*任务*
把下面含有“background”这个词的行全部筛出来，逐行照抄，区分大小写。

**** 数据行

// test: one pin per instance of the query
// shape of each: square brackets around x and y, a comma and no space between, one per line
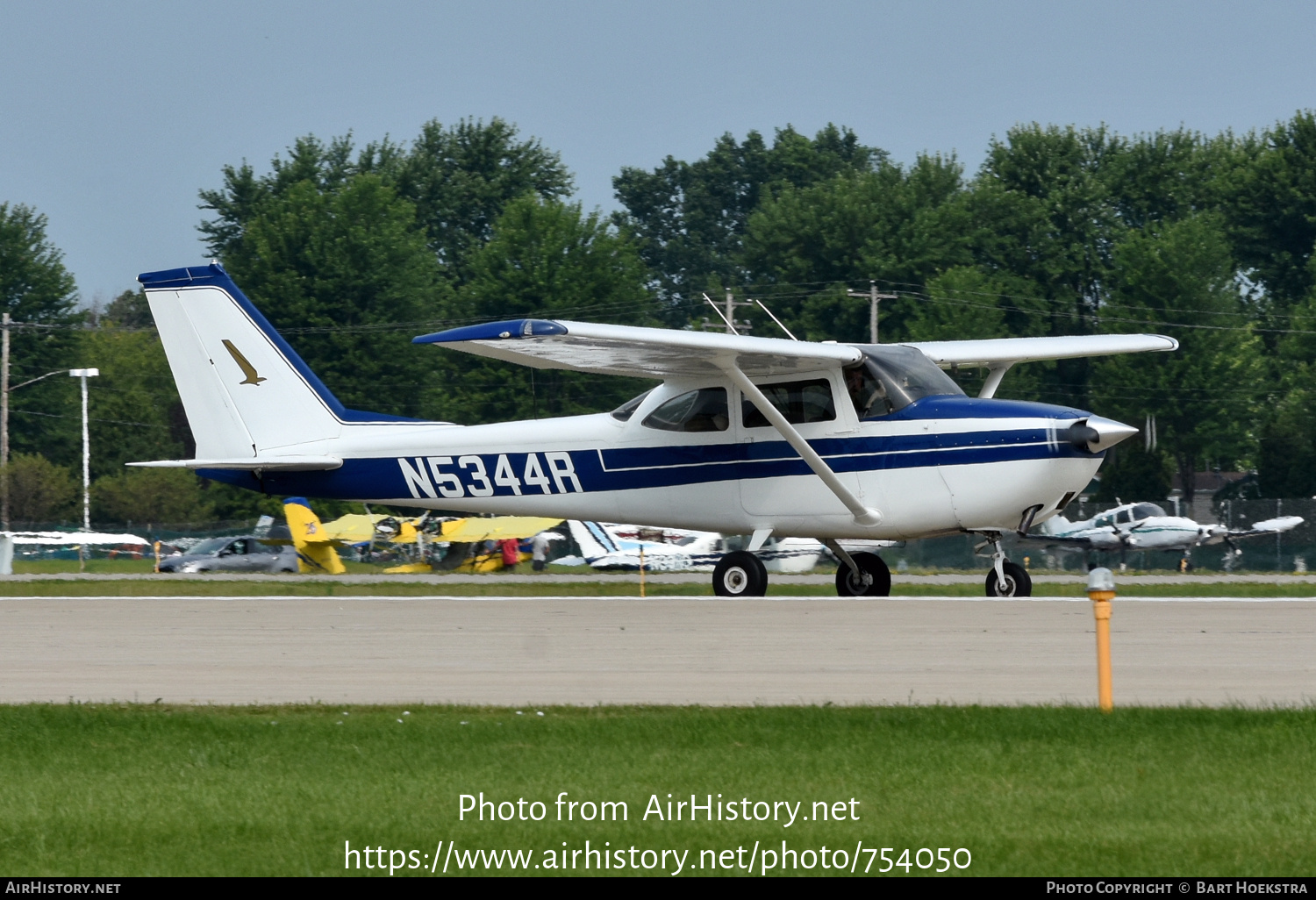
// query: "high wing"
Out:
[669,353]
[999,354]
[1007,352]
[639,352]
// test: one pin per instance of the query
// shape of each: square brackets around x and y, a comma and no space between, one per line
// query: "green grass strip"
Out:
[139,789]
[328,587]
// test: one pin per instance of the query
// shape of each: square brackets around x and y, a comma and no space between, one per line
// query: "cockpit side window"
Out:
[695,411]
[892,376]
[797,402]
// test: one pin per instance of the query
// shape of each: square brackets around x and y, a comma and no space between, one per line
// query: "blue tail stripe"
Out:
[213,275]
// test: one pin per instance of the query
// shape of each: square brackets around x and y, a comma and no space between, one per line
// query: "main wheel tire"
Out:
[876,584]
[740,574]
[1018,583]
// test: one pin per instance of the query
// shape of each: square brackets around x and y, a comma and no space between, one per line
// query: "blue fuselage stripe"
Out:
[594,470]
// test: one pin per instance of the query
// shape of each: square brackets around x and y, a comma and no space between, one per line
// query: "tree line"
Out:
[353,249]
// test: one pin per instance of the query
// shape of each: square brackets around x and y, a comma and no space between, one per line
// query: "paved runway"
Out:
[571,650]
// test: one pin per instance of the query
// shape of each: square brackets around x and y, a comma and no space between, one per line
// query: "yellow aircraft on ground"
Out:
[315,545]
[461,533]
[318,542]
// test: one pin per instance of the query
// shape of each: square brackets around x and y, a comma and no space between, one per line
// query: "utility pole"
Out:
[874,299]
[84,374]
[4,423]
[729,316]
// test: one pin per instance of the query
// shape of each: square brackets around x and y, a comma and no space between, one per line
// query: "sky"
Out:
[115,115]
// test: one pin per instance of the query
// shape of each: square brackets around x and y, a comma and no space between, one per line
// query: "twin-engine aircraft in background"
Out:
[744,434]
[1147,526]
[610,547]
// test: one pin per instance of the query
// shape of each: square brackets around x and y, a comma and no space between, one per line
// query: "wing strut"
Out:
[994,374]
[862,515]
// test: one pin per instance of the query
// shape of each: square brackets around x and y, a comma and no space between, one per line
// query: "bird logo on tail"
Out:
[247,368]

********
**** 数据行

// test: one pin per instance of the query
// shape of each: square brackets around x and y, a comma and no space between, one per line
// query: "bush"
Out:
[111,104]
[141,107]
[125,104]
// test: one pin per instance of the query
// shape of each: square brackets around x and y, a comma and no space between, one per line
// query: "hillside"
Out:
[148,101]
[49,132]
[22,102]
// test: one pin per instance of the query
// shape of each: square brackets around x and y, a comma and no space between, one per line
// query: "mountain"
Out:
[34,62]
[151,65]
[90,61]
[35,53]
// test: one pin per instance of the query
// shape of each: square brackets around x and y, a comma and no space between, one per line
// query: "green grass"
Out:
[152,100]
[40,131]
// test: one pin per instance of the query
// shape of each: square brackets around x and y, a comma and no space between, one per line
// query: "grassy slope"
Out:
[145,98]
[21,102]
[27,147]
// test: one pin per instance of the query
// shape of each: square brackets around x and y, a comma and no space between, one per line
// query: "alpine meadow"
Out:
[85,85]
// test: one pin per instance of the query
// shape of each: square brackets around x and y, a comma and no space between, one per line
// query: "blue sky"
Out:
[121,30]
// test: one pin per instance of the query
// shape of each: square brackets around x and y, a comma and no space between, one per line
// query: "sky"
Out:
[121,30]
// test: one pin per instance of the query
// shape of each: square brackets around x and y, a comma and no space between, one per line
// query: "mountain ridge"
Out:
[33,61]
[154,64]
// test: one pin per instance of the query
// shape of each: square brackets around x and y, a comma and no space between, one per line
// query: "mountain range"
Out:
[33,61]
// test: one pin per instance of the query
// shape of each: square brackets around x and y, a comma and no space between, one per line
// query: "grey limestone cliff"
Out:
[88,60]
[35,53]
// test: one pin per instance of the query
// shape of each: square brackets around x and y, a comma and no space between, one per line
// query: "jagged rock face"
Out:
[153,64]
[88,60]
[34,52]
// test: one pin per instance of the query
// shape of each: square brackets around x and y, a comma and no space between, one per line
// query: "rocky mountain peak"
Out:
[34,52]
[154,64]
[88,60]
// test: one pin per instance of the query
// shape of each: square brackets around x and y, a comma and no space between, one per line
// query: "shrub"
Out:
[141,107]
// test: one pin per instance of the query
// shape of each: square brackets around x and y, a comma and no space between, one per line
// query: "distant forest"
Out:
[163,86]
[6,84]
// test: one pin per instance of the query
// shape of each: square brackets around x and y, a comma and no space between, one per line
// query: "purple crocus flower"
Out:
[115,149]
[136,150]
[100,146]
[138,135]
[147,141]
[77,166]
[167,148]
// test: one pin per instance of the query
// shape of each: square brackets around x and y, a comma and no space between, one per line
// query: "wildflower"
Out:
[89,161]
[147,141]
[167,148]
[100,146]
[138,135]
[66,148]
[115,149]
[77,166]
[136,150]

********
**** 数据行

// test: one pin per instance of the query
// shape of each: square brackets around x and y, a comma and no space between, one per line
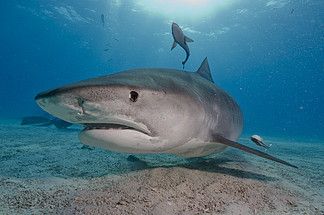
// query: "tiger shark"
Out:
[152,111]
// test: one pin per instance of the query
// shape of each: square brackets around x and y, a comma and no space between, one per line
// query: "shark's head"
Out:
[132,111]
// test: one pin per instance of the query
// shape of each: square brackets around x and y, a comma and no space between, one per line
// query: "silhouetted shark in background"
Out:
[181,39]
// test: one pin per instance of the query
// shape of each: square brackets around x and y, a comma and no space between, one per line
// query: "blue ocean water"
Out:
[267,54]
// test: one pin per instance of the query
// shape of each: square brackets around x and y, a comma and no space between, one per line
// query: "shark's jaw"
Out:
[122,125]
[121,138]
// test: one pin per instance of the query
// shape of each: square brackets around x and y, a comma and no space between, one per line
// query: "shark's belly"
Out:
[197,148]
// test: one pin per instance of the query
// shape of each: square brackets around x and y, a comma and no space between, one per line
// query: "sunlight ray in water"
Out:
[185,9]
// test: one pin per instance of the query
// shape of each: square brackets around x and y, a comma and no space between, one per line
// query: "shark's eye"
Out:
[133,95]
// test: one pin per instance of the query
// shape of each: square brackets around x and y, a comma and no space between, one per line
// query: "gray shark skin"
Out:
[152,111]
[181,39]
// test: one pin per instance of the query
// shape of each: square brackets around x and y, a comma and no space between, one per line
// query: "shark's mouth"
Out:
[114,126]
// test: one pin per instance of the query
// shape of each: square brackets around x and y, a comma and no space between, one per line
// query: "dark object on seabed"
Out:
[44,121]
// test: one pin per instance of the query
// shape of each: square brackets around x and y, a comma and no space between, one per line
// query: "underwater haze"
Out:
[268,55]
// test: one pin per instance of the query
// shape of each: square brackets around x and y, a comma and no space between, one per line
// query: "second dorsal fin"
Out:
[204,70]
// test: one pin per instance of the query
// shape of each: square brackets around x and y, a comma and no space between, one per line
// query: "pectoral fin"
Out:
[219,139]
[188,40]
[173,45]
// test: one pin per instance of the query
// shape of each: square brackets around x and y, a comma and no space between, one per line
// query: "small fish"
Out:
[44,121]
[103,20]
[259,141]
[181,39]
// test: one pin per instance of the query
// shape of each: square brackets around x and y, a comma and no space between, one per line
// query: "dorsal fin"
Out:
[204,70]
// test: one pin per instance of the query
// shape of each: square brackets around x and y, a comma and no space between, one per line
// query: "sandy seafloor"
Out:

********

*回答如下*
// query: "twin-engine aircraft in background"
// query: "silhouetted shark in background"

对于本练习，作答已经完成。